Go to the line holding "Task: point to each instance of the tile patterned" in the entries below and write out exactly every line down to and including the line holding "Task: point to each instance of the door".

*** Records for the exercise ***

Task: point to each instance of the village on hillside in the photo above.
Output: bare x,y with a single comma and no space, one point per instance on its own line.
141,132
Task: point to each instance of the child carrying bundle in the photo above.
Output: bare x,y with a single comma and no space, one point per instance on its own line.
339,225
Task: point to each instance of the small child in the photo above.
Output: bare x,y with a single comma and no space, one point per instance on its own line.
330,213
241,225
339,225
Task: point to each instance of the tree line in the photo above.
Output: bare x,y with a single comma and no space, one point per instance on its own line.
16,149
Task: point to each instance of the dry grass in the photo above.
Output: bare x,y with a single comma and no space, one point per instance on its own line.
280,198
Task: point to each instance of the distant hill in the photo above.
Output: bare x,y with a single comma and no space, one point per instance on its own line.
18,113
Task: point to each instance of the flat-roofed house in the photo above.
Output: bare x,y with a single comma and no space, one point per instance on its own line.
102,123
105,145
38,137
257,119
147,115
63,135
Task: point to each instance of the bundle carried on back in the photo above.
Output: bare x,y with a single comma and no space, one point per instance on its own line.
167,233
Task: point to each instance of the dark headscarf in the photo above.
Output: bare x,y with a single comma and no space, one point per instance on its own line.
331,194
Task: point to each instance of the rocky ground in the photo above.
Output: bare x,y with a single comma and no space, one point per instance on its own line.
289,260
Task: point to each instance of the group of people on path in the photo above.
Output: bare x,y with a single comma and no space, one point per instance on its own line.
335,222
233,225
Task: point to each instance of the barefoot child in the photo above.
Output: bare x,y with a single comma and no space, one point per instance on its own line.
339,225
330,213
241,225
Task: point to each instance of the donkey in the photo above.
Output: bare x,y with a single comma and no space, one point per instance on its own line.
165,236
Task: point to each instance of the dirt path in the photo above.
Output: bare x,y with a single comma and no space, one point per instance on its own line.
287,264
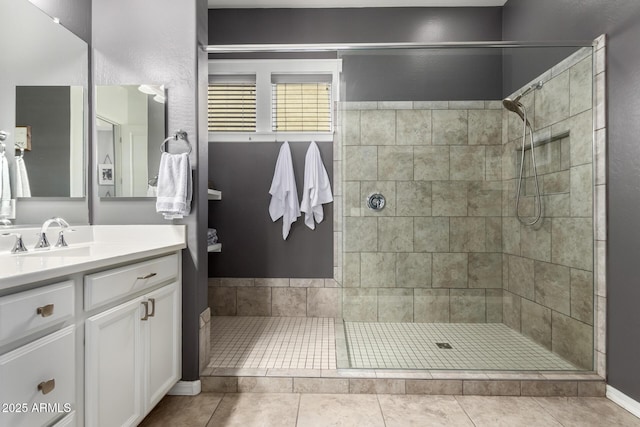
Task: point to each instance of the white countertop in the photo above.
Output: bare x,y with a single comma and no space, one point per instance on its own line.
89,247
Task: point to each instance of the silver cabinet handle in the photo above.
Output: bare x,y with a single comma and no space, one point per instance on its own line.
146,310
47,387
45,310
153,307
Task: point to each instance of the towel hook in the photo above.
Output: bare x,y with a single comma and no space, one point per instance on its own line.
179,134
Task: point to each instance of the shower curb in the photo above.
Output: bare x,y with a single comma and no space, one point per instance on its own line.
386,382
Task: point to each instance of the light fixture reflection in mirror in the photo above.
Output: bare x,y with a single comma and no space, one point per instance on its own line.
130,126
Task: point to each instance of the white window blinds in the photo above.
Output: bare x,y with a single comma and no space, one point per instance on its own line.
232,107
301,103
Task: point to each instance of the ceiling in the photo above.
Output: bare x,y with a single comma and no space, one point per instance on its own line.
215,4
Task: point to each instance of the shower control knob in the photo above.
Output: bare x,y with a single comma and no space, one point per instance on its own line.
376,202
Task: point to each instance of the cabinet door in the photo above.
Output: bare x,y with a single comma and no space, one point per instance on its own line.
162,333
113,366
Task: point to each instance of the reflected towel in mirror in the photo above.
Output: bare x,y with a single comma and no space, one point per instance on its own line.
23,189
5,187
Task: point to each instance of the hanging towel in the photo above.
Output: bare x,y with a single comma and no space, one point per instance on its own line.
174,186
317,188
23,189
284,194
5,187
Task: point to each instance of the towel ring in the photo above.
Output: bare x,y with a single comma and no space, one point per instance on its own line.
180,134
3,137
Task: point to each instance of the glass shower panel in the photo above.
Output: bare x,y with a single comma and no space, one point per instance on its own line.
445,276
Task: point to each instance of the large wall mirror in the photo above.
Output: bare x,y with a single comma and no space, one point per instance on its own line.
43,97
130,127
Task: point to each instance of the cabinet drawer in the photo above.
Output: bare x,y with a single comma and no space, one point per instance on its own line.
30,311
107,286
68,421
38,380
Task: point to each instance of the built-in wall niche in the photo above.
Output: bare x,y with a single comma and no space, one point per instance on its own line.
130,128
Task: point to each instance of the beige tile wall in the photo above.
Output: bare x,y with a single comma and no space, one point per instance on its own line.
435,252
548,268
281,297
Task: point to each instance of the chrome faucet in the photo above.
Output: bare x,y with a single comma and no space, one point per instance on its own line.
18,246
43,242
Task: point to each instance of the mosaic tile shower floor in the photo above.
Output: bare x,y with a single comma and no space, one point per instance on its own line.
481,346
310,343
273,343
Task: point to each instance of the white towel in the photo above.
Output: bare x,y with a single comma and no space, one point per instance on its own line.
23,189
5,188
284,194
317,188
174,186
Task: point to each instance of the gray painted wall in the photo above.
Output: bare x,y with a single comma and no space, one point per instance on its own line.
152,51
620,20
241,219
252,244
404,76
47,109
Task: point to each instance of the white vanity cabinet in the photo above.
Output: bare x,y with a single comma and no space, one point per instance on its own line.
37,367
132,350
91,335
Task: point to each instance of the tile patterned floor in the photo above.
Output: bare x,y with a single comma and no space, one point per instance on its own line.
308,410
273,343
310,343
475,346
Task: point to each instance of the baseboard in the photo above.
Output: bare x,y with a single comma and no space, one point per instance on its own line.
623,400
186,388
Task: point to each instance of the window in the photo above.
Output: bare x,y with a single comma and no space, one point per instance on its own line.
232,107
253,100
232,104
301,103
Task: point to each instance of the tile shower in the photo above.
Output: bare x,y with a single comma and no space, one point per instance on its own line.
446,260
447,248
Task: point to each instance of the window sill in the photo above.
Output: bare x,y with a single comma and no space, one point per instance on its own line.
270,137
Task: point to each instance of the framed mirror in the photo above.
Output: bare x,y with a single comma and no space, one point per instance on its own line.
49,137
130,126
43,100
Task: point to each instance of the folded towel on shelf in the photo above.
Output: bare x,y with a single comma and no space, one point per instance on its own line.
5,187
284,193
23,189
317,188
212,236
174,186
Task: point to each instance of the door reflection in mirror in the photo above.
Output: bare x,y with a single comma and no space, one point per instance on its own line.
130,126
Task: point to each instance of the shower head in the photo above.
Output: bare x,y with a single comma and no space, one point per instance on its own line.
515,105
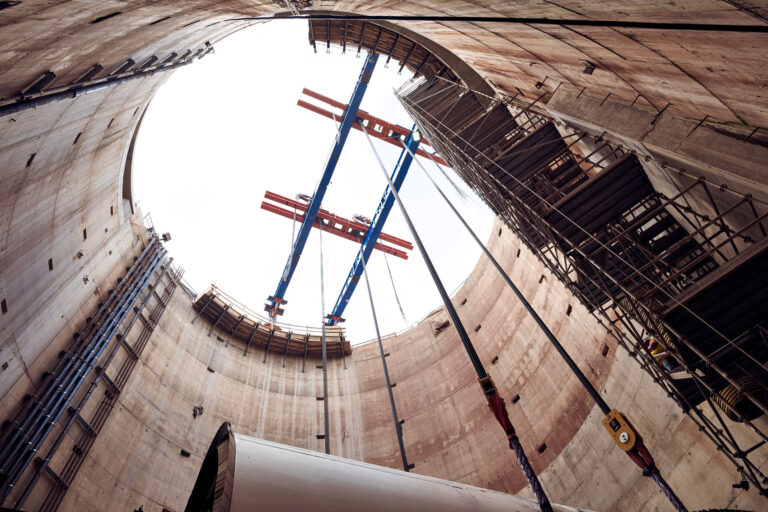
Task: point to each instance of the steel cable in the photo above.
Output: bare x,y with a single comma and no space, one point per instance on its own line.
494,400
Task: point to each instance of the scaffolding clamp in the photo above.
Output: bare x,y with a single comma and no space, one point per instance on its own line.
622,432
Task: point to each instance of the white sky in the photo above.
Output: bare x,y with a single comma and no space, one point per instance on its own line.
225,129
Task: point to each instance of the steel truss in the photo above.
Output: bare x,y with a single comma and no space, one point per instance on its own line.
684,266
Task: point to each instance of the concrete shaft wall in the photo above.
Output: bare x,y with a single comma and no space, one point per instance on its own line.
61,172
448,430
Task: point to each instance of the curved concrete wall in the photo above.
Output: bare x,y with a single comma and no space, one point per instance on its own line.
448,430
73,182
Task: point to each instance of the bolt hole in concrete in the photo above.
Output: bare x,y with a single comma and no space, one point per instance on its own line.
249,136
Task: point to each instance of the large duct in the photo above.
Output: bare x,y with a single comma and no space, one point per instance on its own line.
242,473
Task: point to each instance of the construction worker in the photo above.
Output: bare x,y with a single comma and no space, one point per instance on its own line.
662,355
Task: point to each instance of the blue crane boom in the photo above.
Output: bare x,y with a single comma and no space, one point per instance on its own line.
349,118
377,224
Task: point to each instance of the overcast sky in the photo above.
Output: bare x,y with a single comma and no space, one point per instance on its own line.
225,129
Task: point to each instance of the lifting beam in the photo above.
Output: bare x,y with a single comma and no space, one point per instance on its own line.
377,224
350,115
330,223
377,127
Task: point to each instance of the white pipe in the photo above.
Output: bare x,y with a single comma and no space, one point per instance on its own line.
273,477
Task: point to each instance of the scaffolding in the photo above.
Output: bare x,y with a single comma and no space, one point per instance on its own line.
676,260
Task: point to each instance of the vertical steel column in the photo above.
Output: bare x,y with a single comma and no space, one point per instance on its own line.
350,115
325,349
377,224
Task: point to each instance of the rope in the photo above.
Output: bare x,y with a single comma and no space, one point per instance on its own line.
668,492
398,428
392,280
325,350
494,400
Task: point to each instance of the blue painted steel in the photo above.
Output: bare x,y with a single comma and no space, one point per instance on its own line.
350,115
377,224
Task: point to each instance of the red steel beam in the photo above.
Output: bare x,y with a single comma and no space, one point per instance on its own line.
332,228
372,132
362,114
325,215
376,127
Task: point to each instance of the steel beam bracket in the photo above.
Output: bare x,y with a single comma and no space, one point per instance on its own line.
622,432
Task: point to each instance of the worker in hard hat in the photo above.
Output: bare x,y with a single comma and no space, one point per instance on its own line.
662,355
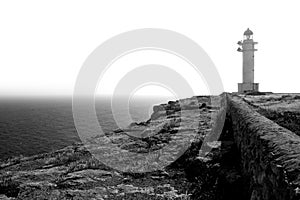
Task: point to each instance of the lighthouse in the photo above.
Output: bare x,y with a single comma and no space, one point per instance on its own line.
247,48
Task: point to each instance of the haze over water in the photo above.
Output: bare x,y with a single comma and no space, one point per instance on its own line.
40,125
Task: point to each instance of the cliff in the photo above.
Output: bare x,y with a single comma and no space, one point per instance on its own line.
74,173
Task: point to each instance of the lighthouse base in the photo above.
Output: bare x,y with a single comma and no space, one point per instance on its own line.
247,87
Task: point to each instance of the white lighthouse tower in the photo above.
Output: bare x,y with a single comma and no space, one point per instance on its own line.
247,47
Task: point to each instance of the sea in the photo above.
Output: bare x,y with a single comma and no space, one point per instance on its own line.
30,126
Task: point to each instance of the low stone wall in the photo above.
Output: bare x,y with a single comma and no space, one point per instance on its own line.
270,154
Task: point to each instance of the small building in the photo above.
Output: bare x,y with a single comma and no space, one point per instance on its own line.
247,47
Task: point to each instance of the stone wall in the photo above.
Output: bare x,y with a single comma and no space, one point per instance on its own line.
270,154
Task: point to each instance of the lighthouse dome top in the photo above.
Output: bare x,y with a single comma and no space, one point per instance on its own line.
248,32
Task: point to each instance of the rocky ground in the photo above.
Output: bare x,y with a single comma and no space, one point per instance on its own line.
157,159
284,109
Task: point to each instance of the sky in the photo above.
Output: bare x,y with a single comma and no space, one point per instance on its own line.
43,44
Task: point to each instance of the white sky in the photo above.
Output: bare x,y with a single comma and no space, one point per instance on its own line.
44,43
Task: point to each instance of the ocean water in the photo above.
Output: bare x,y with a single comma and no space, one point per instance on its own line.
33,126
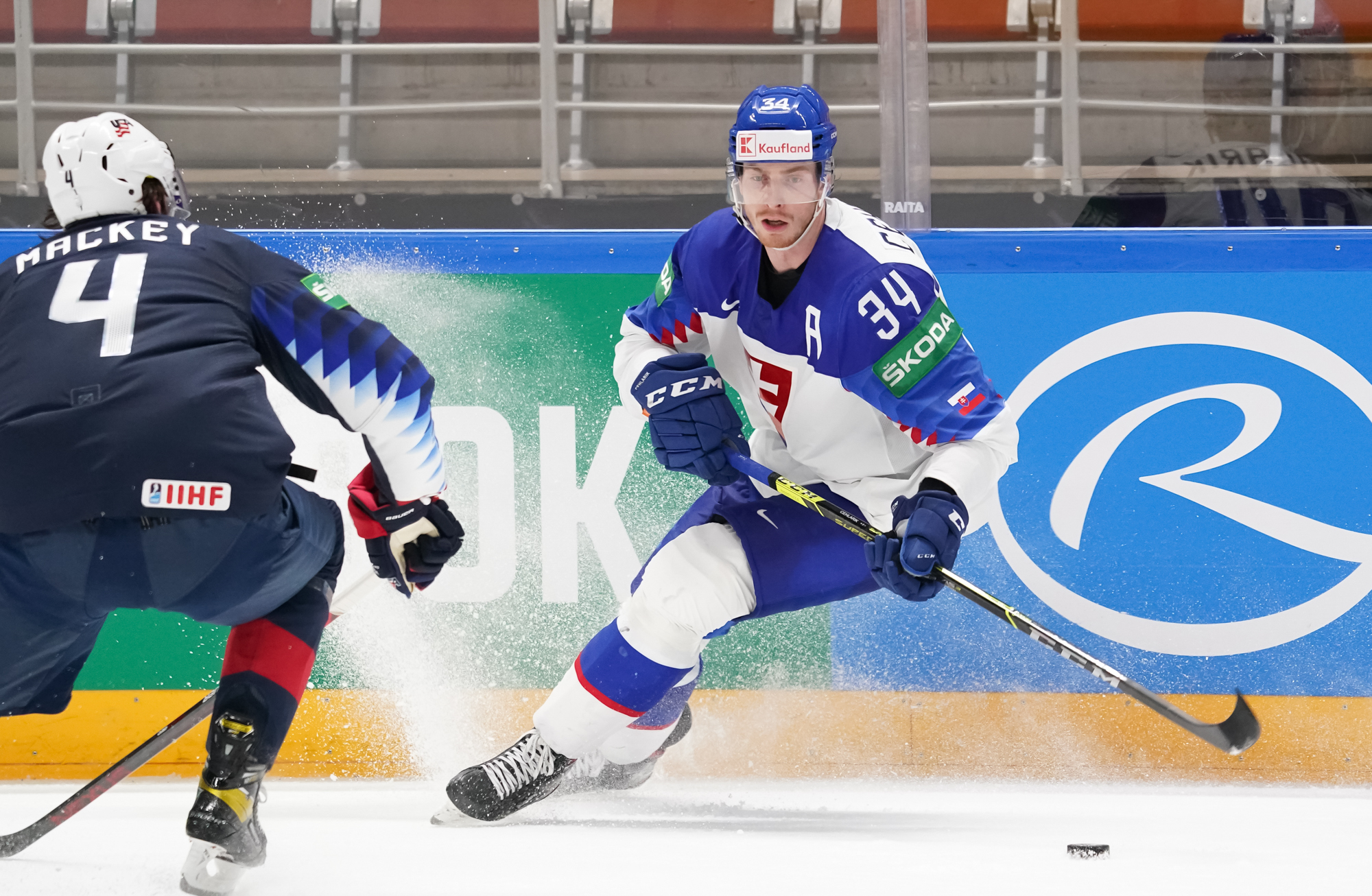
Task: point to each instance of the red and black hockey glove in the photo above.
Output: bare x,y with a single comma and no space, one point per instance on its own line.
408,543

*** End of Records for the exercise ***

Reply to the task —
Task: point to each instance of the tile patterned floor in the photo above.
Output: bare x,y with a single comma and no space, one point per instance on its own line.
308,410
273,343
310,343
475,346
Task: point to each instance of the baseboard in the photo above.
Output: bare x,y with a single comma and no space, one point per instance on its own line.
623,400
186,388
Task: point to each instance of the window in the photo above.
Output: bare x,y with a single comma and no space, one point per instance on its own line.
232,107
253,100
232,104
301,103
Task: point to each instance of the tile shower in the photo above.
Output: bare x,y with a single comma and no space, one point per instance on its own line.
446,260
447,248
Task: point to each instance of the window sill in the photo above.
Output: bare x,y with a single comma and no space, one point per instance on its own line.
270,137
Task: point to each instance of the framed mirror in the photo above.
Output: bare x,y with a single comma and no space, one point per instance on its own line.
49,137
130,126
43,100
Task: point to each instance of the folded towel on shelf in the photo above.
Output: bare x,y with a single comma and no space, one point per instance on its own line.
5,187
284,193
23,189
317,188
212,236
174,186
Task: point to each instance of the door reflection in mirror in the photo above.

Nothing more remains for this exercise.